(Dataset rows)

● ● ● ●

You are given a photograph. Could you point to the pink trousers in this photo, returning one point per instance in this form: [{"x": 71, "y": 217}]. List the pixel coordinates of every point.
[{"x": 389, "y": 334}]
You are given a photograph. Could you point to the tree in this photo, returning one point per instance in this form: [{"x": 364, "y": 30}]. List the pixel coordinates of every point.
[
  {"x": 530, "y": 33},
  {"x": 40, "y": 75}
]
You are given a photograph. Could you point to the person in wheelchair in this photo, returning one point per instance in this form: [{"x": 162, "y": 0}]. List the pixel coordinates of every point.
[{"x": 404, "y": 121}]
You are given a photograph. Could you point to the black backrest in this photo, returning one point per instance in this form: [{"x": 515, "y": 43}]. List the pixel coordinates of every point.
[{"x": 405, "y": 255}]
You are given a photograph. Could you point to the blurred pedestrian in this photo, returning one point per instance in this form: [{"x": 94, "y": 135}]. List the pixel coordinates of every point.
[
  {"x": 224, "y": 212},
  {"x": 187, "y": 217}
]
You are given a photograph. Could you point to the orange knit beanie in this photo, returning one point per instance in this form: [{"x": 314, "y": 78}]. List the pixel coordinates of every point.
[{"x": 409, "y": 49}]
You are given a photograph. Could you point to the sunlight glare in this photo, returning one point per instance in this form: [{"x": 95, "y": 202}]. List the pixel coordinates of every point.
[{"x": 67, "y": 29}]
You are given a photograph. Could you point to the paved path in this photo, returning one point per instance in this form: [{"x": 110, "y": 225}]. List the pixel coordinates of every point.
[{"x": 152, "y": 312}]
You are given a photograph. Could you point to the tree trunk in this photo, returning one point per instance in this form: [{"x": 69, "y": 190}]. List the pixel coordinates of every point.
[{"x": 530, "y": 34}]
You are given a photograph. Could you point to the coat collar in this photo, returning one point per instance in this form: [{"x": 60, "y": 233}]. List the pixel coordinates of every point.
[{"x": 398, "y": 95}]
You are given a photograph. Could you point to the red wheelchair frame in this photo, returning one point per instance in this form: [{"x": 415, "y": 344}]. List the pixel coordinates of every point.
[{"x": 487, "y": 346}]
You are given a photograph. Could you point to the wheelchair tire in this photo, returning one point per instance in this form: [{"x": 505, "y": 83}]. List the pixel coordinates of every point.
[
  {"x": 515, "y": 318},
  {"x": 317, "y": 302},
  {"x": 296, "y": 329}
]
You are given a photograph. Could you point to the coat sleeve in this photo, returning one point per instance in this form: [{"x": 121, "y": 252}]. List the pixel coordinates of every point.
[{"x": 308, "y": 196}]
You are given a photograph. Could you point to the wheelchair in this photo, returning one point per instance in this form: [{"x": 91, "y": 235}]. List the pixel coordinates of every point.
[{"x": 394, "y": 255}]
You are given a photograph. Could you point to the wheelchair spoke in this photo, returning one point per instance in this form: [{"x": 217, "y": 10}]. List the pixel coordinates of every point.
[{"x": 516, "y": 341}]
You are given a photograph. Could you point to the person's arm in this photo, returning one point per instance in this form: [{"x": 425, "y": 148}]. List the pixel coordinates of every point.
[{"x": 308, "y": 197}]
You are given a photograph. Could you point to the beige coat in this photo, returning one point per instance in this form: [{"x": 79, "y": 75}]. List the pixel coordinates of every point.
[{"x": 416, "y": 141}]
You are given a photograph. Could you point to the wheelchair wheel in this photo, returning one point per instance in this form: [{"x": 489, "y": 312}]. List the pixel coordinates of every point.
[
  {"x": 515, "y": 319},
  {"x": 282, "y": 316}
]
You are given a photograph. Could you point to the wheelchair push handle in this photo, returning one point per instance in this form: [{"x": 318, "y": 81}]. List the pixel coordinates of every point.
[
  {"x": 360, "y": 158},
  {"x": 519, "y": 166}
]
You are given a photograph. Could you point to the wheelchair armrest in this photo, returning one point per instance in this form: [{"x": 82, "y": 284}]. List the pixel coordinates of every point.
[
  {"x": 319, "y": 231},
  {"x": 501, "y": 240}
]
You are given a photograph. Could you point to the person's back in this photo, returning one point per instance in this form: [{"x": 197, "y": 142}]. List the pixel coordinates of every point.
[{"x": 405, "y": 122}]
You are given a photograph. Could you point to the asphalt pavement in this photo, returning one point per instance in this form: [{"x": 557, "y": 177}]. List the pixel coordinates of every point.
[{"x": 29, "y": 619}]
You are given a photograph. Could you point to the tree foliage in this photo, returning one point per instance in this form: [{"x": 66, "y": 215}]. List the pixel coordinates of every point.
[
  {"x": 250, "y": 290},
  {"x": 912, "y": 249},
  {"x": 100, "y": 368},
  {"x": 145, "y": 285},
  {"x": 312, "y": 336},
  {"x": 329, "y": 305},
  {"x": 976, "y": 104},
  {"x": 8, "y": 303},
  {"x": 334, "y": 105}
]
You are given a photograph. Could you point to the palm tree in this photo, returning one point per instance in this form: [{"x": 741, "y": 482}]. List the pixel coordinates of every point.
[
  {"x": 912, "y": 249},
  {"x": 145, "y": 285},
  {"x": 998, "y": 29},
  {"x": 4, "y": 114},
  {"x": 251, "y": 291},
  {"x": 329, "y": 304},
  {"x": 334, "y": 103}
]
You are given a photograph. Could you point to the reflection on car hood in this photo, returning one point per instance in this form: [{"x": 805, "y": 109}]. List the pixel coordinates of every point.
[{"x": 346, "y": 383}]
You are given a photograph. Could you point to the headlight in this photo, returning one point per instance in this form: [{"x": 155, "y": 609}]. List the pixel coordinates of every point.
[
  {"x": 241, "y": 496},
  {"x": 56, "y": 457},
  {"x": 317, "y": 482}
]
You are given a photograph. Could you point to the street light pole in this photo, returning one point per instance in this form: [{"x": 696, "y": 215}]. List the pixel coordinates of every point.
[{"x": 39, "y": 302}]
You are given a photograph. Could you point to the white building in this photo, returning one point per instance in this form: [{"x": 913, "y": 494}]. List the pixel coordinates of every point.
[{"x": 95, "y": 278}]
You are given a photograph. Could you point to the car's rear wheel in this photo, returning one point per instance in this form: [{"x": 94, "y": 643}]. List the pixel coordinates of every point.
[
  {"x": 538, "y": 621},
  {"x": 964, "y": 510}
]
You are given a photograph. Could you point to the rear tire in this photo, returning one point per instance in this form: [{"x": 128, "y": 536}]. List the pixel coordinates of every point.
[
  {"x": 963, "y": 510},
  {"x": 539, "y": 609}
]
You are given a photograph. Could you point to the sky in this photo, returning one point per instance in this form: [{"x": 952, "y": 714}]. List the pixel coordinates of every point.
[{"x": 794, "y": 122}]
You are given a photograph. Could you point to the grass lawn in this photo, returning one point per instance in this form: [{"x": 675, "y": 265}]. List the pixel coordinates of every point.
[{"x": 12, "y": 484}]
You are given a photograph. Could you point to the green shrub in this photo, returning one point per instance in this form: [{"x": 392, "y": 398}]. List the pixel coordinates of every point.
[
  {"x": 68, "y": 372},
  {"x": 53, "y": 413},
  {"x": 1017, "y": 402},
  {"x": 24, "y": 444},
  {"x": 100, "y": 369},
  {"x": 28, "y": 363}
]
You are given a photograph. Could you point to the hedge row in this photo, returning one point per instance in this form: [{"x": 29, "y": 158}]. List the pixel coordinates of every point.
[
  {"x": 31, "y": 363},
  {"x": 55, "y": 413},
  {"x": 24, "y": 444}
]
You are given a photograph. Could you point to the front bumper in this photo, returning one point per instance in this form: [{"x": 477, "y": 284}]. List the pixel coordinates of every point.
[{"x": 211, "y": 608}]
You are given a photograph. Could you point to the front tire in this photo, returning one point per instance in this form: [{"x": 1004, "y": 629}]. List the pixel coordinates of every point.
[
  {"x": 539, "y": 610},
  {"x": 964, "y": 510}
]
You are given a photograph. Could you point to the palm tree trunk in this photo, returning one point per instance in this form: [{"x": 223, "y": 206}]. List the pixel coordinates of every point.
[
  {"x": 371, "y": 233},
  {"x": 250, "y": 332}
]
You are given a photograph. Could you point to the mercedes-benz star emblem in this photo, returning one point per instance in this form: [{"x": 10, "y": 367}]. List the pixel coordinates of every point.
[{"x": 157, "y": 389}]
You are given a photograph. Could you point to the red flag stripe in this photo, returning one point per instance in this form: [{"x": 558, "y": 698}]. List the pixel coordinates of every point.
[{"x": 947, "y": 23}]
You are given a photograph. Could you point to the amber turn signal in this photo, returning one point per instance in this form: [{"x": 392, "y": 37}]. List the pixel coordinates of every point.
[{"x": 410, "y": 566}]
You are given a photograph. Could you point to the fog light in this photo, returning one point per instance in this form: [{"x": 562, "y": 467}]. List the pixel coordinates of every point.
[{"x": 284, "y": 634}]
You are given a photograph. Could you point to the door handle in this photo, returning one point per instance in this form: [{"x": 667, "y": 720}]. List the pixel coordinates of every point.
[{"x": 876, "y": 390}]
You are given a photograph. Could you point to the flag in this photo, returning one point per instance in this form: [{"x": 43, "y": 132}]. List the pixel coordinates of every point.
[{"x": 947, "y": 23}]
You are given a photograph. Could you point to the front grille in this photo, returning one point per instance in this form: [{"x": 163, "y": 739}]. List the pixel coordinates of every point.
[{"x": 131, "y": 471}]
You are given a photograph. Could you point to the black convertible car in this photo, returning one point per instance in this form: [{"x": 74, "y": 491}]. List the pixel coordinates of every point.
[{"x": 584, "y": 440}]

● ● ● ●

*TASK*
Copy verbatim everything from the line containing "the black convertible" down to the end of the rows, including both of those lines.

*ANSWER TO THE PROBLEM*
You are given a photograph. Could you point to the black convertible car in this photo, returning one point per instance in this form: [{"x": 74, "y": 491}]. List the pixel coordinates of every point.
[{"x": 584, "y": 440}]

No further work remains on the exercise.